Text:
---+---

Newcomer Tommy Pham will probably get the majority of starts in left, despite his subpar defense (-11 Outs Above Average as opposed to Myers’ 2 OAA). But Myers would be a defensive upgrade over any of the players vying for right except Trent Grisham, who played just 51 games with the Brewers last year.
Myers certainly proved his worth in 2016 (when he was named the National League Player of the Month in June and made the All-Star team that July), and his success continued into 2017. In January of that year, the Padres signed Myers to an $80 million six-year extension. At the time, that was the most generous contract ever doled out by the San Diego Padres, but it has since been dwarfed by the contracts for Hosmer and Manny Machado.
In both those years, Myers primarily played first base (1294.0 innings in 2016, 1333.0 in 2017). While he’s not the second coming of Lou Gehrig, he earned a wRC+ of 114 and 107 those two years, compared to Hosmer’s wRC+ of 95 and wRC+ 91 in his time in San Diego.
Offensively Hosmer has not been much of an upgrade at first. In 2018 he batted .253/.322/.398/.309, in 2019 .265/.310/.425/.309. In those past two years, Myers has a batting line of .253/.318/.446/.328 and .239/.321/.418/.316. Neither obviously mimic Albert Pujols in his prime.
The Padres have plenty of reasons to want to move on from Myers. He hasn’t lived up to expectations, and he can be a bit of a space cadet who lacks intensity at times. Unless another team swoops in offering to pay most if not all of the $20 million yearly salary owed Myers, the Padres need to make amends and take advantage of his skillset. Encouraging rather than humiliating the man just might bring back the player he proved he could be early on in his tenure with the Padres.
Baseball has been a part of Diane’s life since her father played professionally (mostly at the minor league level). She has written for a number of publications and concentrated on companion animal welfare. She welcomes the opportunity to write about the sport she loves. Diane shares her home with her husband and a house full of rescued animals.
thanks Diane for solving the Myers problem. Hosmer was pretty bad at 1B last year and Myers needs to be in a regular situation. His OF is kind of shaky, okay in general.
The real problem, as identified by others, is Preller. Renfroe for Pham was not a great trade, he got very little for Franmil, and now he wants to move Myers (his mistake) by throwing in Cal Quantrill. I really hope this is Preller’s last year with the Padres and I hope the owners are looking for their next GM as we speak.

---+---

Records shown:
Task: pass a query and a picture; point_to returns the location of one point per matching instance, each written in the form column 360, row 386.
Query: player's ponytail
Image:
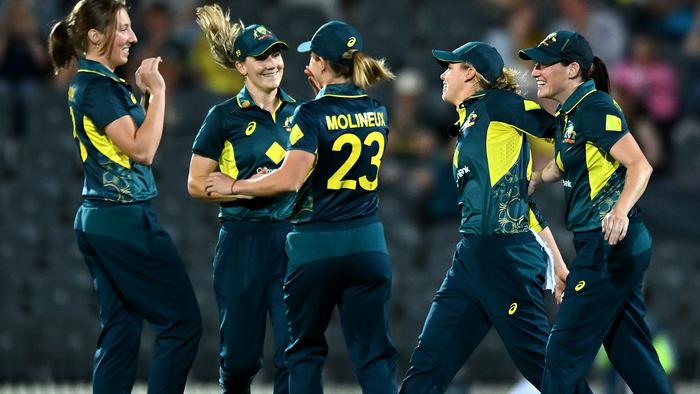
column 364, row 71
column 61, row 48
column 507, row 81
column 368, row 71
column 599, row 73
column 69, row 37
column 220, row 33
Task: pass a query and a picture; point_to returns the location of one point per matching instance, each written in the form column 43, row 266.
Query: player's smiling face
column 455, row 85
column 552, row 80
column 264, row 71
column 124, row 38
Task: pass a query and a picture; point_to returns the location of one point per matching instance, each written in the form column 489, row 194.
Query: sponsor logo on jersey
column 513, row 307
column 569, row 133
column 462, row 172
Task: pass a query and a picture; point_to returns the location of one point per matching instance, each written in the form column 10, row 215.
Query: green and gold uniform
column 337, row 251
column 136, row 270
column 249, row 262
column 499, row 268
column 603, row 302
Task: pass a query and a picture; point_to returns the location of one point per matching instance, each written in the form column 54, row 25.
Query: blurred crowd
column 651, row 48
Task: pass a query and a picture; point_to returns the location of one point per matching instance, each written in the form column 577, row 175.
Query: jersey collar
column 577, row 96
column 344, row 90
column 245, row 100
column 91, row 66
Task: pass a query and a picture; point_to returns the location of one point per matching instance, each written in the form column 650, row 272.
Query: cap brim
column 445, row 57
column 304, row 47
column 280, row 44
column 538, row 55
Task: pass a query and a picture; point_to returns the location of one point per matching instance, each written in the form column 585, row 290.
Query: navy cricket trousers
column 494, row 280
column 344, row 265
column 603, row 303
column 137, row 275
column 249, row 268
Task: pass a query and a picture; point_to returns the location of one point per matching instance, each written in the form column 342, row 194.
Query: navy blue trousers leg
column 364, row 316
column 359, row 284
column 249, row 267
column 603, row 305
column 454, row 327
column 150, row 282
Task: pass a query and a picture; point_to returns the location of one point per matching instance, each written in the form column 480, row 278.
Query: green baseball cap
column 485, row 58
column 562, row 45
column 255, row 40
column 332, row 40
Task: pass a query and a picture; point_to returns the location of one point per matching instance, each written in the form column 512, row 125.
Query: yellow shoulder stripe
column 83, row 150
column 295, row 135
column 601, row 166
column 227, row 161
column 613, row 123
column 530, row 105
column 503, row 145
column 534, row 223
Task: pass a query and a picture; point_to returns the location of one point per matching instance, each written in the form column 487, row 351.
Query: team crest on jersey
column 471, row 119
column 288, row 124
column 261, row 32
column 569, row 133
column 550, row 39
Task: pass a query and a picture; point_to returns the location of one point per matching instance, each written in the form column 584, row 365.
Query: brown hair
column 598, row 72
column 364, row 71
column 69, row 36
column 507, row 81
column 220, row 33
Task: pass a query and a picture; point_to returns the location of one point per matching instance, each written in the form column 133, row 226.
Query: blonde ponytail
column 368, row 71
column 507, row 81
column 220, row 33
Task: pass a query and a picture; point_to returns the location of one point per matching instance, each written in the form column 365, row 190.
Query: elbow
column 645, row 169
column 144, row 158
column 192, row 188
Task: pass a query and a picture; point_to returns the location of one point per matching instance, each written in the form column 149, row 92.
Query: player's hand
column 148, row 77
column 315, row 85
column 561, row 272
column 615, row 226
column 219, row 183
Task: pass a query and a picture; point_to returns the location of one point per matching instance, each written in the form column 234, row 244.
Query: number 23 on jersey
column 337, row 181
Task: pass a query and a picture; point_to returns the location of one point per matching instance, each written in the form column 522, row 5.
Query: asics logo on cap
column 550, row 37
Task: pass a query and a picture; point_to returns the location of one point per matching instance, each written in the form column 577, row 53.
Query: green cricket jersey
column 492, row 160
column 347, row 131
column 243, row 137
column 96, row 98
column 589, row 123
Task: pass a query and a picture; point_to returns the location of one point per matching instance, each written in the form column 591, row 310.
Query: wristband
column 233, row 183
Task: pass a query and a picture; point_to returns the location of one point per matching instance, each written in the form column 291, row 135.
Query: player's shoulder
column 598, row 102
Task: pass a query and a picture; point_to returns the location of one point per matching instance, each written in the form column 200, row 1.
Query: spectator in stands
column 646, row 88
column 23, row 66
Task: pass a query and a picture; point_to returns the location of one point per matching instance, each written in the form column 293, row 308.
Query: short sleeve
column 304, row 134
column 537, row 220
column 209, row 141
column 603, row 124
column 104, row 101
column 526, row 115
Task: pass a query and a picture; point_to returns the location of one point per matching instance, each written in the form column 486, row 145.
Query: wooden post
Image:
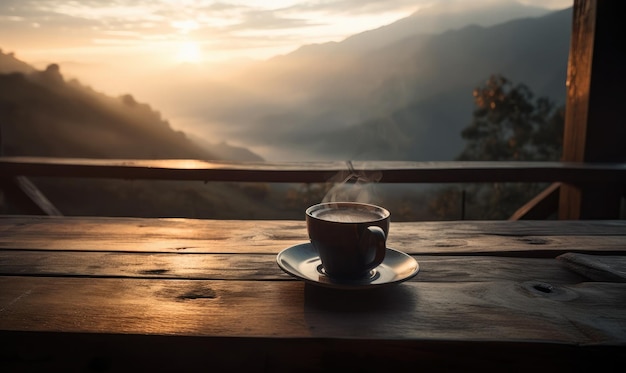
column 596, row 106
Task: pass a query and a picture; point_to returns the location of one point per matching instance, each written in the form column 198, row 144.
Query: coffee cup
column 349, row 237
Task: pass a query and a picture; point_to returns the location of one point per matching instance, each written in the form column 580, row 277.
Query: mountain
column 402, row 98
column 43, row 115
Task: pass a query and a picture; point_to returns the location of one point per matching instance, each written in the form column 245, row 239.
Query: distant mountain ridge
column 41, row 114
column 405, row 100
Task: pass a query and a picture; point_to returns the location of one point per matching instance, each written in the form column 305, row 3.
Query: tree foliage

---+---

Written tasks:
#1 Translate this sentence from the Myers article into Spanish: "In January of that year, the Padres signed Myers to an $80 million six-year extension."
#2 According to the Myers article, what honor did Myers receive in June 2016?

Exercise solutions:
#1 En enero de ese año, los Padres le firmaron a Myers una extensión de contrato de seis años por 80 millones de dólares.

#2 He was named the National League Player of the Month.